Problem statement: Please repeat each entry. Match every word exactly.

Available data:

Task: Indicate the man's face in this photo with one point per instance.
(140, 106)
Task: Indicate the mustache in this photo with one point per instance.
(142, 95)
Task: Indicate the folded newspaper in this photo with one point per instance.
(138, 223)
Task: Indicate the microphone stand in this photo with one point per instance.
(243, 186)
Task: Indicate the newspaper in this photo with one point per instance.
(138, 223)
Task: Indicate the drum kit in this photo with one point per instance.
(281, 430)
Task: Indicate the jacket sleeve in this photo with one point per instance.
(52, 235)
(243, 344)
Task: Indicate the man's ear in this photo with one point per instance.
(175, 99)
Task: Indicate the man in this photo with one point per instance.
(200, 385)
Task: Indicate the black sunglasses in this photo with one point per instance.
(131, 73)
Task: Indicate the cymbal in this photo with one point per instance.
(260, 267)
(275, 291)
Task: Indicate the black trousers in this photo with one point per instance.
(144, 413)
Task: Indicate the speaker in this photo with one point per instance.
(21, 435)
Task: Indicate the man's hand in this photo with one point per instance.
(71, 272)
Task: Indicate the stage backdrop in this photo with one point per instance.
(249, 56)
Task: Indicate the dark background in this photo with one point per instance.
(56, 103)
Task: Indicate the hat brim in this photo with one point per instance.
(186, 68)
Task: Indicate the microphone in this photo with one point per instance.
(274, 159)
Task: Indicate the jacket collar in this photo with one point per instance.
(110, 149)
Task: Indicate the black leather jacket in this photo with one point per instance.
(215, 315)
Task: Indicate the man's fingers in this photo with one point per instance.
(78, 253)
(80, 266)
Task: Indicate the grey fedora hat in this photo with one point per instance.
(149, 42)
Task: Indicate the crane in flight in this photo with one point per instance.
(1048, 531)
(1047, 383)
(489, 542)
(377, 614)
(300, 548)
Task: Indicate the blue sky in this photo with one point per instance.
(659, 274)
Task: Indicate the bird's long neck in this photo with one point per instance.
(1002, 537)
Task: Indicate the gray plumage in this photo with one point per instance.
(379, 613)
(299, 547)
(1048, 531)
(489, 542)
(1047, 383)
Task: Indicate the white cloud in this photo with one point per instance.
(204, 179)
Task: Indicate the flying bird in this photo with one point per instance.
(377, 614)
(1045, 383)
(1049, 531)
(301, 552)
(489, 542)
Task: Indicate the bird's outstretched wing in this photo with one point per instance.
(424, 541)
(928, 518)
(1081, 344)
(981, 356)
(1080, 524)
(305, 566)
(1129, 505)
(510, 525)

Problem solution:
Task: Indicate the man's face in this photo with one point per instance.
(140, 106)
Task: Indicate the mustache in this photo with one point per instance.
(142, 95)
Task: Indicate the folded newspaper in this photo with one point per instance.
(138, 223)
Task: Indicate the microphone stand in this photo with one point per instance.
(243, 186)
Task: Indicate the newspaper in this photo with one point per instance.
(138, 223)
Task: Indicate the drum kit in this photo with one point per instance.
(281, 430)
Task: Indicate the jacket sleeve in this photo with one point per instance.
(52, 235)
(243, 344)
Task: Indicate the man's ear in this photo with one point per instance.
(175, 99)
Task: Indicate the man in this photo with one point per instance.
(200, 385)
Task: Indicate the black sunglasses in this photo with one point per instance.
(131, 73)
Task: Indicate the cymbal in this photo with one point per instance.
(260, 267)
(275, 291)
Task: Indicate the black trousers in this photo with one point per instance.
(144, 413)
Task: Indicate the speaker in this photo with one point per instance.
(21, 435)
Task: Indicate the man's hand in this photo with one point per instance.
(71, 272)
Task: Indicate the stage backdrop in this photo with one point per instance.
(249, 56)
Task: Indicate the dark background in this photo with one point per instance.
(56, 103)
Task: Indicate the hat brim in this photo with one point per instance.
(186, 68)
Task: Indicate the microphone in this photo with one point per instance.
(274, 159)
Task: Indicate the jacket collar in this photo with one point per instance.
(110, 149)
Task: Indicate the black leather jacket in this photo with one point per instance.
(215, 315)
Task: Indicate the man's fingers in this photo with one point per instance.
(78, 253)
(80, 266)
Task: Indicate the grey fedora hat in this photo with one point per instance.
(149, 42)
Task: Indicate the crane in flight in this photo with one point per instance.
(1048, 531)
(1047, 383)
(489, 542)
(377, 614)
(300, 548)
Task: Indicate the blue sky in this photo with one point per instance.
(659, 274)
Task: Indicate the bird's long neck in this photo with one point per instance.
(1002, 537)
Task: Indicate the gray plumage in this photo with one point per instance.
(379, 613)
(299, 547)
(1048, 531)
(489, 542)
(1047, 383)
Task: Indicate the white cloud in this photo with one point per instance.
(204, 179)
Task: Indicate the flying bird in this photo with one point per instance.
(377, 614)
(1045, 383)
(1049, 531)
(301, 552)
(489, 542)
Task: Indicate the bird's outstretched wing in this photo with one point per instance.
(424, 541)
(928, 518)
(1081, 344)
(981, 356)
(1080, 524)
(305, 566)
(1129, 505)
(510, 525)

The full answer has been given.